== Records provided ==

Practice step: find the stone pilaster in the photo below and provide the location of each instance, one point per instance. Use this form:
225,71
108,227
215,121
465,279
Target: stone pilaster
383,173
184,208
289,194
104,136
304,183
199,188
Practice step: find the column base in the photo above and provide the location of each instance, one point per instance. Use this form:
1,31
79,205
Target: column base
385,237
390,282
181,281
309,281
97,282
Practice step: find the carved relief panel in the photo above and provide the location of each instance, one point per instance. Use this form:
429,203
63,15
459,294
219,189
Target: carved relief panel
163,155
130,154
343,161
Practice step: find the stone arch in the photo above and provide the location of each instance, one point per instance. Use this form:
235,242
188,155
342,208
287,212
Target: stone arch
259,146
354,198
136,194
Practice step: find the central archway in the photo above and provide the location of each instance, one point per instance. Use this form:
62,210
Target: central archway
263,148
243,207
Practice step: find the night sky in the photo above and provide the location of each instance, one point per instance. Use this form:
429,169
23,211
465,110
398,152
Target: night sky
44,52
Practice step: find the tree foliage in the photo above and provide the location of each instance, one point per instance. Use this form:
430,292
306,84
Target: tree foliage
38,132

===
== Records provided ==

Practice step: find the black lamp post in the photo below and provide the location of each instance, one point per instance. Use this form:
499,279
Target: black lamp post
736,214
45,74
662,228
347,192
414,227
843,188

===

If a line above includes the string "below", pick it out.

◆ **Finished task**
Practice step: find the stone pilaster in the photo below and provide the location of each instance, one point per instance. Use this form:
Practice step: find the black lamp post in the photo below and provide the location of each instance, one point per instance. Use this form:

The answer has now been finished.